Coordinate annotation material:
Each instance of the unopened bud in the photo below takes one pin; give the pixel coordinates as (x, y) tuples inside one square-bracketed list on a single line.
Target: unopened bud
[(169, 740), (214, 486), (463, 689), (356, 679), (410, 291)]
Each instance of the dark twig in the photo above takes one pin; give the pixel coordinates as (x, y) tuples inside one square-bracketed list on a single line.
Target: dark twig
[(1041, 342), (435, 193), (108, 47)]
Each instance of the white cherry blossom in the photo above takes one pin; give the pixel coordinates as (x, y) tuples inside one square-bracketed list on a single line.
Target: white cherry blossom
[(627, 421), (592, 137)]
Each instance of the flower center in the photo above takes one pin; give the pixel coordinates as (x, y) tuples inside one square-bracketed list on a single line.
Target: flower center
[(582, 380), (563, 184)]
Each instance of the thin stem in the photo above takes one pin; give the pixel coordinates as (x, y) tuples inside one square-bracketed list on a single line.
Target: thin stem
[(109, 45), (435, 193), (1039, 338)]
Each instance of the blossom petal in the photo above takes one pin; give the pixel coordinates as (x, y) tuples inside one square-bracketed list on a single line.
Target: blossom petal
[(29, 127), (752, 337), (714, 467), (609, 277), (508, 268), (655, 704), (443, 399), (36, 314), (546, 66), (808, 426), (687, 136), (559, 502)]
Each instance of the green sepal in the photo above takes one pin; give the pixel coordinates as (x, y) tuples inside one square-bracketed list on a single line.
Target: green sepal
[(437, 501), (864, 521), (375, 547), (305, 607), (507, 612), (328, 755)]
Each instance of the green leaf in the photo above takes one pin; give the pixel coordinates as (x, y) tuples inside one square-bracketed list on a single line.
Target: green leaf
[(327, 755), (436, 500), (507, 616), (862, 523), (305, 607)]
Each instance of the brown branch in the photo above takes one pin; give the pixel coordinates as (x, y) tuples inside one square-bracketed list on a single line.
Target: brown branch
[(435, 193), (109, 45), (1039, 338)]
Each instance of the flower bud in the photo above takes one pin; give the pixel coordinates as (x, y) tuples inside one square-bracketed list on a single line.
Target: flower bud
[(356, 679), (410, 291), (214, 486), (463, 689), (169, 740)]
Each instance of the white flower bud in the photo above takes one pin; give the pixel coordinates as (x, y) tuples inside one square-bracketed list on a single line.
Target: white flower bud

> _Requirement_: Rewrite the material from the line containing "Each instance of the flower center" through the end, changing every "pin" to "marker" and leaving the rest as it is.

> _Result_:
Each instance of the flower center in the photo above takes one marker; give the pixel coordinates as (x, y) tuples inside one square-bracketed list on a single line.
Target: flower center
[(582, 380), (563, 184)]
Each instance of the thin stem in the photo above takes one marker; give the pixel coordinates as (x, y) tuples inside one square-bracketed list on a single line.
Target: thin stem
[(109, 45), (435, 193), (1039, 338)]
Each instance of the blossom petal in the photo above takes one marker; give the pixel coordinates as (x, y) tuples inside one square-bracketed list on a single line.
Target: blossom petal
[(29, 127), (752, 337), (714, 467), (609, 277), (508, 268), (655, 704), (443, 399), (36, 314), (546, 66), (808, 426), (687, 136), (559, 502)]
Each instance of the green sepal in the photo above takes one marker; give the pixel coordinates as (x, y) tuples inside one square-bracketed list on a single line.
Target: green sepal
[(437, 501), (864, 521), (375, 547), (305, 607), (507, 612), (328, 755)]
Each instance of the green leaf in the photo above takes one marker; give the pixel coordinates as (x, y) tuples inside one square-bracketed list on a single line.
Target: green leaf
[(327, 755), (436, 500), (507, 616), (862, 523), (305, 607)]
Each instance of the brown branch in the photo above takes one marker; give the pixel coordinates as (x, y) tuples inside one square-bracketed list on a single line.
Target: brown branch
[(435, 193), (109, 45), (1039, 338)]
Each instance of the flower bud in the photo above takes one marker; give the pixel coordinates as (x, y) tuples inside one square-bracketed list on a single line.
Target: flower bud
[(356, 679), (410, 291), (214, 486), (463, 689), (169, 740)]
Each instance of the white flower bud in the photo above takes one marker; give the pixel coordinates as (x, y) tuples inside one square-bracketed list on a single line.
Target: white flower bud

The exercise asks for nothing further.